_WHAT IS BEING ASKED_
Collect every line of the material below that contains the word "lounge". Uppercase and lowercase letters count as different.

_LISTED RECORDS_

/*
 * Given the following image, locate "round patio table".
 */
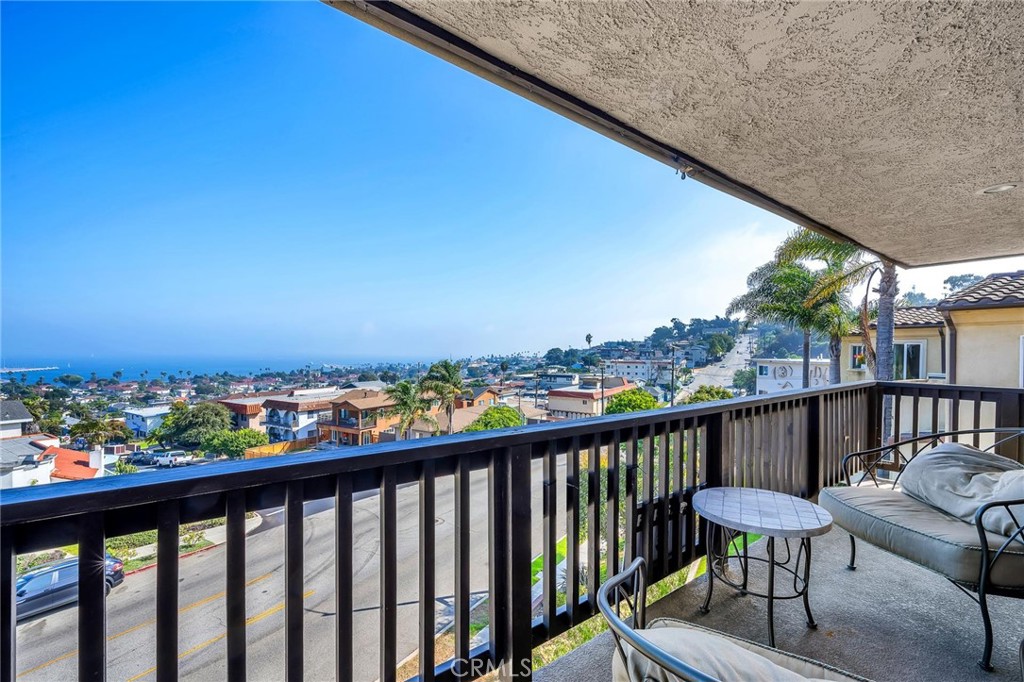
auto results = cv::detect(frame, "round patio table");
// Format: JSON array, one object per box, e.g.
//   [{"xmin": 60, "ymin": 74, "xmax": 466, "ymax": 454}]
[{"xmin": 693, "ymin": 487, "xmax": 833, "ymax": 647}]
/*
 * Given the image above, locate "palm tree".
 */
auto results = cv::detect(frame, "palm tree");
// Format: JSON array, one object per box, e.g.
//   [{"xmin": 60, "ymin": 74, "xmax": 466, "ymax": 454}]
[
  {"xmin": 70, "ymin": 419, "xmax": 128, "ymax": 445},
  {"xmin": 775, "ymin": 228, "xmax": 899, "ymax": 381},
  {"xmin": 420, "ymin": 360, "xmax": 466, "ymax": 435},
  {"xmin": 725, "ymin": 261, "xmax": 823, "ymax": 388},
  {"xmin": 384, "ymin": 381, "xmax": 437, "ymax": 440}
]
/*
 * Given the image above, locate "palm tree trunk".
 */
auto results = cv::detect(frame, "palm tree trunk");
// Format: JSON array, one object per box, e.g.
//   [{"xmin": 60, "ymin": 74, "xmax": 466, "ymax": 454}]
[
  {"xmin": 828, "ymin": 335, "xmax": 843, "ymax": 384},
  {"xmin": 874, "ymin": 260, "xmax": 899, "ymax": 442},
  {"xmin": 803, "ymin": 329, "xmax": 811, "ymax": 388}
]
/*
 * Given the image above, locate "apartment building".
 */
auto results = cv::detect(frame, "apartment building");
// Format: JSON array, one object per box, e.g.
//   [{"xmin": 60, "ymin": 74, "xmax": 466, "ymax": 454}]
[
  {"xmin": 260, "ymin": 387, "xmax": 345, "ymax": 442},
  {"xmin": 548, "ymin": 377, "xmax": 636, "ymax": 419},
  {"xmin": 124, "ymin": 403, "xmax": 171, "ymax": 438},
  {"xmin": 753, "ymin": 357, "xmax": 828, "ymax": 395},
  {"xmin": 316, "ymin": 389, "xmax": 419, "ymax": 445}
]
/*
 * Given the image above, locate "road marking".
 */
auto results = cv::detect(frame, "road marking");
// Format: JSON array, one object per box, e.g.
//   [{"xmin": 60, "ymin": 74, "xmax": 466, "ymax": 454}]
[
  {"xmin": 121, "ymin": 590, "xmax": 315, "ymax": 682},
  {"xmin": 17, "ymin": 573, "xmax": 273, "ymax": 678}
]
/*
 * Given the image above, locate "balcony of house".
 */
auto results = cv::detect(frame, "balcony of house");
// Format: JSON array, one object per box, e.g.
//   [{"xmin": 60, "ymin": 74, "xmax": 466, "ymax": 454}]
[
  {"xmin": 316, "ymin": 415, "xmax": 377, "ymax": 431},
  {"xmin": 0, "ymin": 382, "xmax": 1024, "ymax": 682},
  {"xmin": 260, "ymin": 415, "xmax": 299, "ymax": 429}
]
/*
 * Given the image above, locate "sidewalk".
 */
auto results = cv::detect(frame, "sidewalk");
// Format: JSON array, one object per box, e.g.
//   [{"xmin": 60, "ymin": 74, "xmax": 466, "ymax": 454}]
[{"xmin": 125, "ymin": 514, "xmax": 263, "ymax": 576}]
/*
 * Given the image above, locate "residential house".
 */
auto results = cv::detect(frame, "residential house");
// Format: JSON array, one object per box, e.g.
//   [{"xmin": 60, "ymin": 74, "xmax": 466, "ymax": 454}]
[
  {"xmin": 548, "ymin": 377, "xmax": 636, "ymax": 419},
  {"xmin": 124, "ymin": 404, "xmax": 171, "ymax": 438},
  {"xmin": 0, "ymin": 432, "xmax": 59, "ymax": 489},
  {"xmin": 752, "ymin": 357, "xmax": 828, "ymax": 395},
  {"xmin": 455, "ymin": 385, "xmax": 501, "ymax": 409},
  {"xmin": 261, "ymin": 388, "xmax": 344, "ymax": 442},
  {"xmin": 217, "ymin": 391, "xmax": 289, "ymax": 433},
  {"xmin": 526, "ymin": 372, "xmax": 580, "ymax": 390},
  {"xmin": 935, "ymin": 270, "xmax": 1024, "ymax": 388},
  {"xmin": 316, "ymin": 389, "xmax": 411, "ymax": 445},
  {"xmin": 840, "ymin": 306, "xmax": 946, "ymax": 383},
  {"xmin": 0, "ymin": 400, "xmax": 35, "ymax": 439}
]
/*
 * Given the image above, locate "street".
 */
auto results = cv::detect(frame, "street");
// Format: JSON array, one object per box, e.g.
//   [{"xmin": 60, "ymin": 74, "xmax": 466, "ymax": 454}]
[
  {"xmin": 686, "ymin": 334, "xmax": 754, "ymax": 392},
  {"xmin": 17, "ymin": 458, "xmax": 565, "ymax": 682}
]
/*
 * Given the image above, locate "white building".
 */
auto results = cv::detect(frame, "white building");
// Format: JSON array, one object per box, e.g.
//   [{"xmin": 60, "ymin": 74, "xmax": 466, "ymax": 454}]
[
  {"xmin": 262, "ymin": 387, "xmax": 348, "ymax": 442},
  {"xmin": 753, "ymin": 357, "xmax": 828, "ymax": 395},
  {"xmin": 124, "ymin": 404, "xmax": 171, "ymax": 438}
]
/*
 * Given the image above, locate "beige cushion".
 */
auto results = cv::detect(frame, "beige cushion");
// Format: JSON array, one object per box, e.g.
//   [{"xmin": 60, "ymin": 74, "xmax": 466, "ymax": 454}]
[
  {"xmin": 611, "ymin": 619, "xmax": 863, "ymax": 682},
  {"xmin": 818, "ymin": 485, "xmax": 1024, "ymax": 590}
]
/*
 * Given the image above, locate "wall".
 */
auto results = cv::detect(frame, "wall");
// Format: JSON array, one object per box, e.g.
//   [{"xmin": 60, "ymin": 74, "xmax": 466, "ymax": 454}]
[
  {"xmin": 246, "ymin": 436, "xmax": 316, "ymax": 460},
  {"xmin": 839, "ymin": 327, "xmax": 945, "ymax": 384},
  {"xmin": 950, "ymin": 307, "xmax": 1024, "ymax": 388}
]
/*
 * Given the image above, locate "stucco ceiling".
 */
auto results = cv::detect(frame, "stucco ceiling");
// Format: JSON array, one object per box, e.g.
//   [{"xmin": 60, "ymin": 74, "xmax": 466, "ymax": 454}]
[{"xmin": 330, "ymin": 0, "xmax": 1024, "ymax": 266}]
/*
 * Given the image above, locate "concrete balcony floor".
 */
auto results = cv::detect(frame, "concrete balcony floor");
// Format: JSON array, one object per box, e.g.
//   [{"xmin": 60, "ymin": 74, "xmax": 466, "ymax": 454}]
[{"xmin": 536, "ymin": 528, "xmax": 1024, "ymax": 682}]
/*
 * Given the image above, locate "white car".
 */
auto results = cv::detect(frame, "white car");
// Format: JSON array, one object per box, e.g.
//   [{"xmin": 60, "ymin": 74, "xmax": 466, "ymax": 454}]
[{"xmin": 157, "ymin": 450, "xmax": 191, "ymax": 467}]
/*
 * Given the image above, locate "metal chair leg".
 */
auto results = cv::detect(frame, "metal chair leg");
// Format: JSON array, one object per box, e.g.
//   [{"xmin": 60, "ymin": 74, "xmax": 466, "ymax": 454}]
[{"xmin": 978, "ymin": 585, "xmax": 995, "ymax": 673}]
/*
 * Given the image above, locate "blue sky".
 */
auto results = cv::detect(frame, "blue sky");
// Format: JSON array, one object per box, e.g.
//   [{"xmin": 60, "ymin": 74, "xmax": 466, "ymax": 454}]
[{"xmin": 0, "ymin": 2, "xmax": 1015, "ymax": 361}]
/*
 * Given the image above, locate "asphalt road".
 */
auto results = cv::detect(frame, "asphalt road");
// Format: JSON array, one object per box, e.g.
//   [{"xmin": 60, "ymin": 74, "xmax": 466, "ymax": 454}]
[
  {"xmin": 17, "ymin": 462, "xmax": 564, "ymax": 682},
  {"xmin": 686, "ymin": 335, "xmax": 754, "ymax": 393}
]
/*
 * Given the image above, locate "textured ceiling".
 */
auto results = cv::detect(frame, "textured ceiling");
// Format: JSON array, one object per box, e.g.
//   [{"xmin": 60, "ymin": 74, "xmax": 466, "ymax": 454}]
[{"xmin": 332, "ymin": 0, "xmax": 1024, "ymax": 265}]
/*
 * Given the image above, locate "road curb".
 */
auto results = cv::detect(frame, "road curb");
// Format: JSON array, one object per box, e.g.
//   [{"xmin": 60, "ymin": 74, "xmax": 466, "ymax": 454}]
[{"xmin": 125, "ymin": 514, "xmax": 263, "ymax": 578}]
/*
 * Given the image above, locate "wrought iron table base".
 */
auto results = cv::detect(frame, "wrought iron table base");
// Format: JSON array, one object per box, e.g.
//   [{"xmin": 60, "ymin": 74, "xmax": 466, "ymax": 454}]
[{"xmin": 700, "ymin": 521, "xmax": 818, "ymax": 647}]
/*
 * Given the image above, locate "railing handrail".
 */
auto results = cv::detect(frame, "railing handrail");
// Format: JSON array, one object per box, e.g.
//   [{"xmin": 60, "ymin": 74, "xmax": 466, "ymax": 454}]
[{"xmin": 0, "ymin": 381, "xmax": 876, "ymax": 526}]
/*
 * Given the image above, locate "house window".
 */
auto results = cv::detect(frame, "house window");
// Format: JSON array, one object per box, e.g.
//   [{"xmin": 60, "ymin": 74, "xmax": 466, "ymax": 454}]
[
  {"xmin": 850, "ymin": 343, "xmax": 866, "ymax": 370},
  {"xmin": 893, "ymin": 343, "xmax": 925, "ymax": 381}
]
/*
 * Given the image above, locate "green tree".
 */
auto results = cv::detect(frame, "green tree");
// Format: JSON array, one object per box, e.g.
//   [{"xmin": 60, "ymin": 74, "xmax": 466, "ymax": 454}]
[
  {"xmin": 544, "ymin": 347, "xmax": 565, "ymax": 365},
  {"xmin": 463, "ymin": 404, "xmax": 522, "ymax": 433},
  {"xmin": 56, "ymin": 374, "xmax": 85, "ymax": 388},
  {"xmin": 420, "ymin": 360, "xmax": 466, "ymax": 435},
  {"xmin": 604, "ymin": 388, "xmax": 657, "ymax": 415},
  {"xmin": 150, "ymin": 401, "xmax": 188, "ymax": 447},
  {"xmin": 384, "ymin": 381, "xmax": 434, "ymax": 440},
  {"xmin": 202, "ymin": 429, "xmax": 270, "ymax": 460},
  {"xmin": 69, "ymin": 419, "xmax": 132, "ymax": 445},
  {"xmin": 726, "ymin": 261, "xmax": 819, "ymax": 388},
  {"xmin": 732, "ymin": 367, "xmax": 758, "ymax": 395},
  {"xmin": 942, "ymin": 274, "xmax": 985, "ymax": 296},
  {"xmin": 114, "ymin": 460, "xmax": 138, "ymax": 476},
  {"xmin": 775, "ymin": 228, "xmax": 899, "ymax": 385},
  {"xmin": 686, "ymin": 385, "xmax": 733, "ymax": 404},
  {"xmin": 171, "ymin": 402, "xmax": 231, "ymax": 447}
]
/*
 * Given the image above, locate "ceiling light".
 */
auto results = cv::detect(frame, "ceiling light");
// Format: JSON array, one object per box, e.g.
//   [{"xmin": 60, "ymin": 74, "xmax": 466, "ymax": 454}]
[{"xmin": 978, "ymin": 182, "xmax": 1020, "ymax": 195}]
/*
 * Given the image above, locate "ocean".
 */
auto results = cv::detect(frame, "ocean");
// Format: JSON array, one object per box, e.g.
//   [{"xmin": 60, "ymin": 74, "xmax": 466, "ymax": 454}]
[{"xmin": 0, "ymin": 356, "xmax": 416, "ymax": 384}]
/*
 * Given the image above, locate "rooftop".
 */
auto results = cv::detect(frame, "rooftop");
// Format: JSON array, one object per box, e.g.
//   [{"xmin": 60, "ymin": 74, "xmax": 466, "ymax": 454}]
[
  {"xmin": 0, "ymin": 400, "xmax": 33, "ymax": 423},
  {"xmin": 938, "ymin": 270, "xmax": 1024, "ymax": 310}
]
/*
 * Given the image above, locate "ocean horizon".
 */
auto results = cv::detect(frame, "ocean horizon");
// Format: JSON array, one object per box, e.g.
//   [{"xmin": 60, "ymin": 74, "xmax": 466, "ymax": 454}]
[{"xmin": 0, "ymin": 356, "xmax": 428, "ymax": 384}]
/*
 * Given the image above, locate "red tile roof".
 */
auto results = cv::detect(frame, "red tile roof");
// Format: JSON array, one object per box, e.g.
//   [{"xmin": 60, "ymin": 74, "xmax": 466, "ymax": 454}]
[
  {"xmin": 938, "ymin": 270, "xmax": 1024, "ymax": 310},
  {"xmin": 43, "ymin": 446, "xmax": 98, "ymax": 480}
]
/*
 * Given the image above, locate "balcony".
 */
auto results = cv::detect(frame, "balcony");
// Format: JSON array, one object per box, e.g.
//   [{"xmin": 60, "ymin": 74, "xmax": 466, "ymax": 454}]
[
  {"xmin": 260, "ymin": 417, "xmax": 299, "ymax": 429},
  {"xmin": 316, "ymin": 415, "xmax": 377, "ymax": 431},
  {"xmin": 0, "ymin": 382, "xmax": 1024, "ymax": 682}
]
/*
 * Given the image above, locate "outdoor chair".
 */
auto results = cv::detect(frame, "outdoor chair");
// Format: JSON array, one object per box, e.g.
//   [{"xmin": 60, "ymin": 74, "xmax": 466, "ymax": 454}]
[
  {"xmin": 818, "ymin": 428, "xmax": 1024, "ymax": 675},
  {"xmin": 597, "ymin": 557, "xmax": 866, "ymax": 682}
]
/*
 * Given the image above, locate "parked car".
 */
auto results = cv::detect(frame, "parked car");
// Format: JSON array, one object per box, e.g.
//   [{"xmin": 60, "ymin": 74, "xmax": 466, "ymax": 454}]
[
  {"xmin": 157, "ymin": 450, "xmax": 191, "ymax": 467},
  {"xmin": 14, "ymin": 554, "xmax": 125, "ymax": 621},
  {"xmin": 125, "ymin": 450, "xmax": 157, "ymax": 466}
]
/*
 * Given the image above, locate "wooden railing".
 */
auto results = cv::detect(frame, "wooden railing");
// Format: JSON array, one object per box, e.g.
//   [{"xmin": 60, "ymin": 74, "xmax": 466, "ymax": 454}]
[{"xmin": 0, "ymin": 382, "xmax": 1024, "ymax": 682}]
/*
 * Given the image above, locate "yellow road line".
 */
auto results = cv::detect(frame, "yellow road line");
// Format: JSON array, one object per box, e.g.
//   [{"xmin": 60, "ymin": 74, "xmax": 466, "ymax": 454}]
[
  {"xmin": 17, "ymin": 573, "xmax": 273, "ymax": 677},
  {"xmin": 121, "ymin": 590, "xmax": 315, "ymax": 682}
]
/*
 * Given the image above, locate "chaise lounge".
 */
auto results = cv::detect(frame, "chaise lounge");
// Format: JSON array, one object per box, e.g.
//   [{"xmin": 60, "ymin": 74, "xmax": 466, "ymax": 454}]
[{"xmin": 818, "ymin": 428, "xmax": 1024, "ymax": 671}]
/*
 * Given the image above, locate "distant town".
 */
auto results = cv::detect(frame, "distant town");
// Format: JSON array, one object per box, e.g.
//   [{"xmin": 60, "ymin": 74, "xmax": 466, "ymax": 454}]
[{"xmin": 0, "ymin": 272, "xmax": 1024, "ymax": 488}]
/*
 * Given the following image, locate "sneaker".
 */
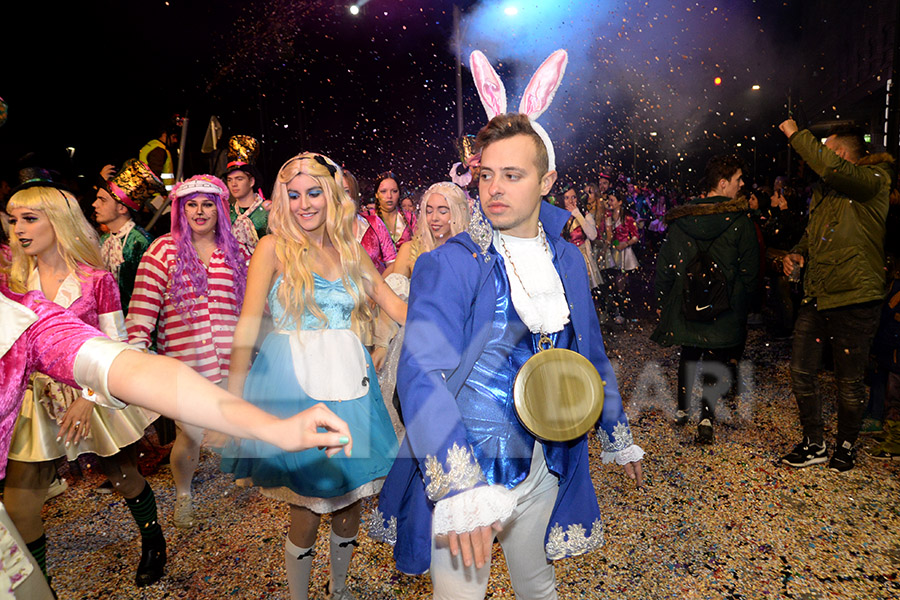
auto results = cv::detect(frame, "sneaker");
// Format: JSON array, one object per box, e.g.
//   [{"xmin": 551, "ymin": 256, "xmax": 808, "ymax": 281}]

_RESULT FOR THIS TASK_
 * Given the image above, locate "chaise lounge".
auto results = cv::detect(frame, "chaise lounge");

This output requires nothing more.